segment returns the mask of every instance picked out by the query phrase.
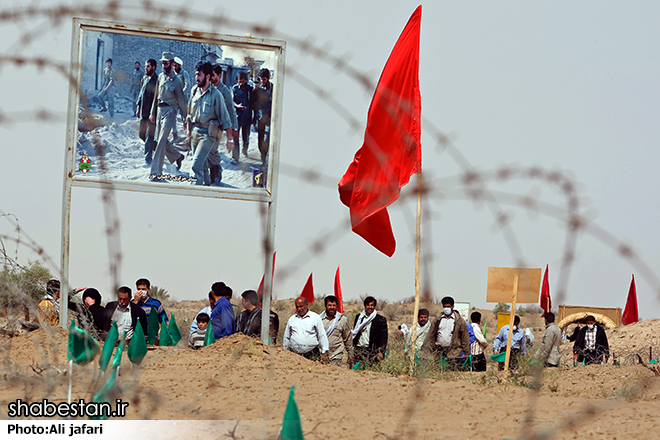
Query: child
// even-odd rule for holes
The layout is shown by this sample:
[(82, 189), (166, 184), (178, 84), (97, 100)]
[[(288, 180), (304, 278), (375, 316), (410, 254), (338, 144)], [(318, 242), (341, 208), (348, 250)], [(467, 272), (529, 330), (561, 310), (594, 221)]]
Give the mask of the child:
[(209, 315), (200, 313), (197, 315), (198, 330), (192, 332), (188, 338), (188, 347), (197, 350), (199, 347), (204, 346), (204, 339), (206, 338), (206, 328), (209, 325)]

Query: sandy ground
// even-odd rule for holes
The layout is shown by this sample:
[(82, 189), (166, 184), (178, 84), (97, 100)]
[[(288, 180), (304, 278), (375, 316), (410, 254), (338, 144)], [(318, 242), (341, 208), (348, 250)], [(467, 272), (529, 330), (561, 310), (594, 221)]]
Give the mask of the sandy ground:
[[(197, 304), (184, 306), (194, 310)], [(178, 321), (185, 322), (184, 309), (172, 306)], [(284, 321), (288, 316), (280, 313)], [(530, 324), (523, 320), (523, 325)], [(534, 328), (540, 334), (540, 327)], [(608, 336), (615, 353), (632, 352), (635, 345), (648, 361), (658, 329), (660, 321), (645, 321), (610, 330)], [(489, 329), (489, 339), (492, 335)], [(8, 403), (19, 398), (66, 400), (66, 341), (64, 330), (44, 329), (0, 340), (3, 418)], [(564, 363), (545, 370), (538, 390), (522, 384), (531, 377), (505, 380), (490, 363), (486, 373), (445, 373), (438, 380), (418, 381), (320, 365), (234, 335), (197, 351), (186, 349), (183, 341), (155, 347), (139, 367), (125, 359), (117, 398), (129, 402), (128, 419), (197, 420), (159, 425), (161, 439), (276, 438), (292, 386), (308, 439), (513, 439), (540, 433), (549, 436), (538, 438), (641, 439), (658, 432), (660, 377), (651, 370)], [(105, 380), (96, 362), (74, 366), (72, 379), (74, 399), (91, 399)]]

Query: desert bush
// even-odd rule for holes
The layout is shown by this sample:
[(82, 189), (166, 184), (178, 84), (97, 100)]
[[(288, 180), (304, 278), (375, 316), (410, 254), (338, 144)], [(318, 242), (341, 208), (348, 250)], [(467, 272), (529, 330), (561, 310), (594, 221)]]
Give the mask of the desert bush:
[(511, 306), (507, 303), (497, 303), (495, 308), (493, 308), (493, 315), (495, 316), (495, 319), (497, 319), (497, 315), (500, 313), (507, 313), (508, 311), (511, 310)]
[(17, 307), (36, 305), (46, 294), (46, 282), (51, 278), (53, 274), (40, 261), (25, 267), (4, 266), (0, 271), (0, 308), (13, 313)]
[(156, 298), (159, 301), (169, 301), (170, 294), (167, 293), (167, 290), (163, 289), (162, 287), (158, 286), (151, 286), (151, 290), (149, 291), (149, 296)]

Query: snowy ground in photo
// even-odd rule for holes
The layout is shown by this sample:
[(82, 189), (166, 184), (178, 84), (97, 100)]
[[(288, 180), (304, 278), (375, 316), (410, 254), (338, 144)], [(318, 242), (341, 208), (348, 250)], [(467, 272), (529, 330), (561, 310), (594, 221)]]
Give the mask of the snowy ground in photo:
[[(145, 160), (144, 142), (138, 136), (139, 120), (131, 117), (132, 105), (130, 99), (126, 96), (117, 95), (115, 97), (115, 112), (112, 117), (109, 112), (101, 113), (100, 109), (100, 105), (94, 102), (90, 110), (102, 115), (107, 122), (106, 126), (95, 129), (106, 145), (107, 173), (104, 177), (111, 180), (149, 182), (151, 166)], [(185, 137), (181, 115), (177, 116), (176, 126), (179, 137)], [(172, 139), (172, 135), (170, 135), (170, 140)], [(250, 132), (248, 156), (246, 157), (241, 152), (238, 163), (234, 163), (232, 160), (232, 154), (227, 150), (226, 144), (227, 138), (223, 135), (219, 147), (222, 157), (222, 181), (212, 186), (237, 189), (252, 188), (253, 171), (261, 169), (261, 153), (257, 148), (257, 133), (253, 130)], [(181, 170), (177, 170), (176, 165), (171, 164), (165, 158), (163, 174), (182, 178), (193, 177), (191, 170), (192, 151), (186, 151), (189, 149), (187, 145), (181, 143), (175, 143), (174, 145), (185, 156)], [(236, 148), (242, 148), (242, 139), (236, 141)], [(102, 177), (99, 155), (91, 142), (91, 132), (78, 133), (76, 160), (80, 162), (84, 154), (89, 156), (91, 162), (91, 169), (85, 173), (85, 177)], [(83, 173), (77, 171), (77, 174), (81, 175)], [(171, 185), (191, 185), (187, 181), (168, 181), (168, 183)], [(160, 185), (160, 183), (154, 183), (154, 185)]]

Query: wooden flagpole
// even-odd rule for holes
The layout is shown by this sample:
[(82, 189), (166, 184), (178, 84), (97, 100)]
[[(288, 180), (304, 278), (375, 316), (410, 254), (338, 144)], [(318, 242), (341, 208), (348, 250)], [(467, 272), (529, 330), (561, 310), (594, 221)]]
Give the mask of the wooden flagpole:
[(518, 272), (513, 275), (513, 295), (511, 297), (511, 317), (509, 318), (509, 336), (506, 343), (506, 358), (504, 360), (504, 377), (509, 375), (511, 360), (511, 343), (513, 338), (513, 320), (516, 318), (516, 300), (518, 299)]
[(415, 243), (415, 308), (413, 309), (412, 334), (410, 335), (410, 375), (415, 371), (415, 351), (417, 350), (417, 314), (419, 313), (419, 256), (422, 244), (422, 173), (417, 174), (417, 239)]

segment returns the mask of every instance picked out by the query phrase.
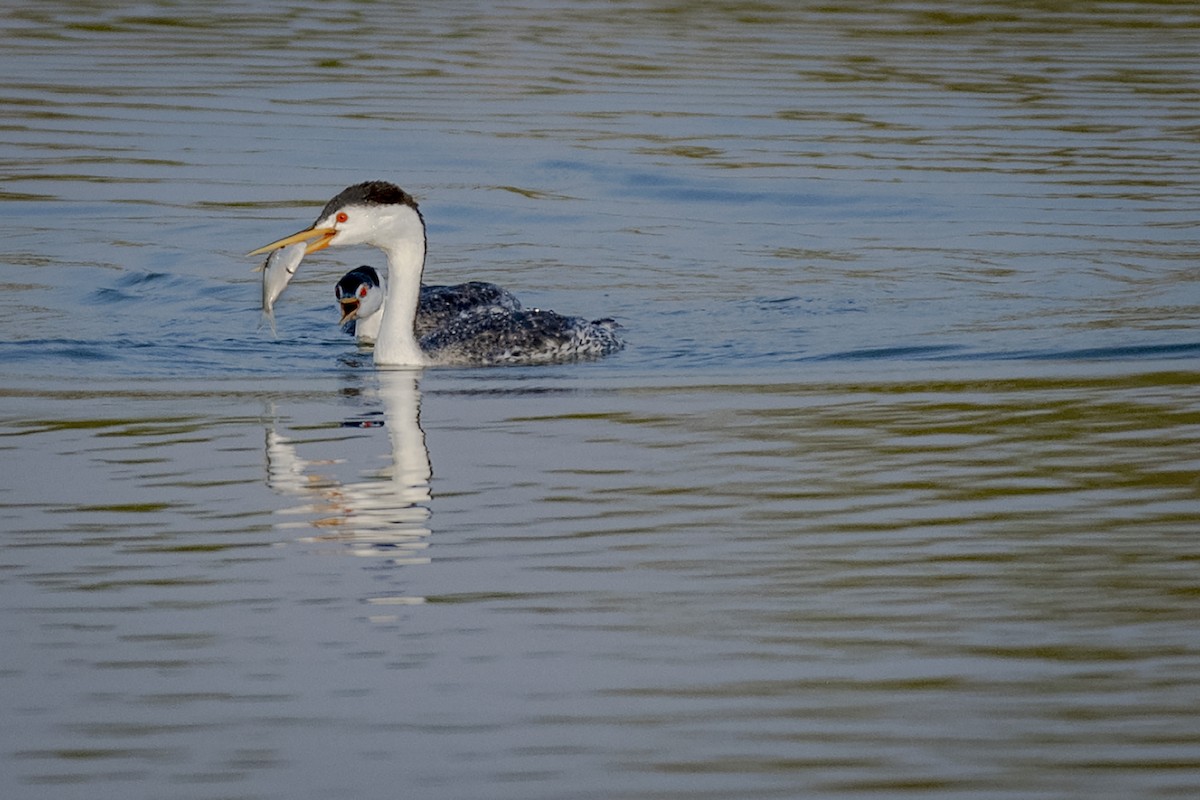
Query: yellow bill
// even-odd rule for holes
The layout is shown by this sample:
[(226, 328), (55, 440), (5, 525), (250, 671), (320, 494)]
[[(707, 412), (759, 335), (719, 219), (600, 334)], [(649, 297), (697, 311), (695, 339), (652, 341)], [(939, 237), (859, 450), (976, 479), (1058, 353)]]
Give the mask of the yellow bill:
[[(329, 240), (336, 236), (337, 232), (337, 228), (308, 228), (264, 245), (257, 250), (251, 250), (246, 255), (256, 256), (271, 250), (278, 250), (281, 247), (287, 247), (290, 244), (296, 244), (297, 242), (309, 242), (308, 246), (304, 248), (304, 255), (308, 255), (309, 253), (315, 253), (318, 250), (324, 250), (326, 247), (329, 247)], [(309, 241), (310, 239), (312, 241)]]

> [Work request]: Nothing but the pictures should be left out when the records are retyped exactly.

> [Written answer]:
segment returns the mask of every instance picked out by the query phrase.
Query: child
// even-odd rule for holes
The layout is shown by this sample:
[(82, 189), (166, 184), (178, 84), (97, 100)]
[[(288, 180), (304, 278), (375, 316), (410, 254), (338, 144)], [(318, 242), (341, 208), (348, 250)], [(467, 272), (529, 330), (561, 310), (594, 221)]]
Give the mask of the child:
[(209, 315), (200, 313), (197, 315), (198, 330), (192, 332), (188, 338), (188, 347), (197, 350), (199, 347), (204, 346), (204, 339), (206, 338), (206, 328), (209, 325)]

Query: sandy ground
// even-odd rule for holes
The layout is shown by this sample:
[(82, 189), (166, 184), (178, 84), (97, 100)]
[[(288, 180), (304, 278), (375, 316), (410, 254), (338, 144)], [(318, 242), (341, 208), (348, 250)], [(467, 272), (529, 330), (561, 310), (594, 221)]]
Give the mask of the sandy ground:
[[(197, 304), (184, 306), (194, 310)], [(178, 321), (185, 322), (184, 309), (172, 306)], [(284, 321), (288, 316), (280, 313)], [(530, 324), (523, 320), (523, 325)], [(534, 328), (540, 334), (540, 327)], [(608, 336), (615, 353), (632, 352), (635, 345), (648, 361), (658, 329), (660, 321), (645, 321), (610, 330)], [(489, 329), (489, 339), (492, 335)], [(8, 403), (19, 398), (66, 400), (66, 341), (64, 330), (44, 329), (0, 340), (3, 418)], [(564, 363), (545, 370), (538, 390), (522, 384), (531, 377), (505, 380), (490, 363), (486, 373), (445, 373), (438, 380), (418, 381), (320, 365), (234, 335), (197, 351), (186, 349), (183, 341), (155, 347), (139, 367), (125, 359), (117, 398), (129, 402), (128, 419), (197, 420), (159, 425), (161, 439), (276, 438), (292, 386), (308, 439), (513, 439), (540, 433), (549, 436), (538, 438), (641, 439), (658, 432), (660, 377), (651, 370)], [(105, 380), (96, 362), (74, 366), (72, 379), (74, 399), (91, 399)]]

Query: desert bush
// even-odd rule for holes
The layout is shown by this sample:
[(82, 189), (166, 184), (178, 84), (97, 100)]
[[(288, 180), (304, 278), (375, 316), (410, 254), (338, 144)], [(318, 242), (341, 208), (348, 250)], [(467, 272), (529, 330), (561, 310), (594, 221)]]
Give the mask of the desert bush:
[(511, 306), (507, 303), (497, 303), (495, 308), (493, 308), (493, 315), (495, 316), (495, 319), (497, 319), (497, 315), (500, 313), (507, 313), (508, 311), (511, 310)]
[(17, 307), (36, 305), (46, 294), (46, 282), (51, 278), (53, 274), (40, 261), (25, 267), (4, 266), (0, 271), (0, 308), (13, 313)]
[(156, 298), (159, 301), (169, 301), (170, 294), (167, 293), (167, 290), (163, 289), (162, 287), (158, 286), (151, 286), (151, 290), (149, 291), (149, 296)]

Query: snowy ground in photo
// even-odd rule for holes
The layout is shown by this sample:
[(82, 189), (166, 184), (178, 84), (97, 100)]
[[(288, 180), (304, 278), (375, 316), (410, 254), (338, 144)], [(318, 242), (341, 208), (348, 250)], [(467, 272), (529, 330), (561, 310), (594, 221)]]
Give the mask of the snowy ground in photo:
[[(145, 160), (144, 142), (138, 136), (139, 120), (131, 117), (132, 105), (130, 99), (126, 96), (117, 95), (115, 97), (115, 112), (112, 117), (109, 112), (101, 113), (100, 109), (100, 105), (94, 102), (90, 110), (102, 115), (107, 122), (106, 126), (95, 129), (106, 145), (107, 173), (104, 177), (111, 180), (149, 182), (151, 166)], [(185, 137), (181, 115), (177, 116), (176, 126), (179, 137)], [(172, 139), (172, 135), (170, 135), (170, 140)], [(250, 132), (248, 156), (246, 157), (241, 152), (238, 163), (234, 163), (232, 160), (232, 154), (227, 150), (226, 144), (227, 138), (223, 135), (219, 147), (222, 157), (222, 181), (212, 186), (237, 189), (252, 188), (253, 171), (261, 169), (261, 153), (257, 148), (257, 133), (253, 130)], [(181, 170), (177, 170), (176, 165), (171, 164), (165, 158), (163, 174), (182, 178), (193, 177), (191, 170), (192, 151), (186, 151), (189, 149), (187, 145), (181, 143), (175, 143), (174, 145), (185, 156)], [(236, 148), (242, 148), (242, 139), (236, 141)], [(102, 177), (99, 155), (91, 142), (91, 132), (78, 133), (76, 160), (80, 162), (84, 154), (89, 156), (91, 162), (91, 169), (85, 173), (85, 177)], [(83, 173), (77, 171), (77, 174), (81, 175)], [(171, 185), (191, 185), (187, 181), (168, 181), (168, 183)], [(160, 185), (160, 183), (154, 183), (154, 185)]]

Query: wooden flagpole
// even-odd rule for holes
The layout is shown by this sample:
[(82, 189), (166, 184), (178, 84), (97, 100)]
[[(288, 180), (304, 278), (375, 316), (410, 254), (338, 144)], [(318, 242), (341, 208), (348, 250)], [(467, 272), (529, 330), (561, 310), (594, 221)]]
Give the mask of the wooden flagpole:
[(518, 272), (513, 275), (513, 295), (511, 297), (511, 317), (509, 318), (509, 336), (506, 343), (506, 358), (504, 360), (504, 377), (509, 375), (511, 360), (511, 343), (513, 338), (513, 320), (516, 318), (516, 300), (518, 299)]
[(415, 243), (415, 308), (413, 309), (412, 334), (410, 335), (410, 375), (415, 371), (415, 351), (417, 350), (417, 314), (419, 313), (419, 256), (422, 244), (422, 173), (417, 174), (417, 239)]

segment returns the mask of every instance picked out by the query phrase.
Query: yellow bill
// even-odd rule for holes
The layout is shown by this sample:
[(226, 328), (55, 440), (5, 525), (250, 671), (320, 494)]
[[(707, 412), (759, 335), (719, 219), (600, 334)], [(649, 297), (697, 311), (695, 339), (652, 341)], [(939, 237), (859, 450), (976, 479), (1058, 353)]]
Give the mask of the yellow bill:
[[(329, 240), (336, 236), (337, 232), (337, 228), (308, 228), (264, 245), (257, 250), (251, 250), (246, 255), (256, 256), (271, 250), (278, 250), (281, 247), (287, 247), (290, 244), (296, 244), (297, 242), (309, 242), (308, 246), (304, 248), (304, 255), (308, 255), (309, 253), (315, 253), (318, 250), (324, 250), (326, 247), (329, 247)], [(309, 241), (310, 239), (312, 241)]]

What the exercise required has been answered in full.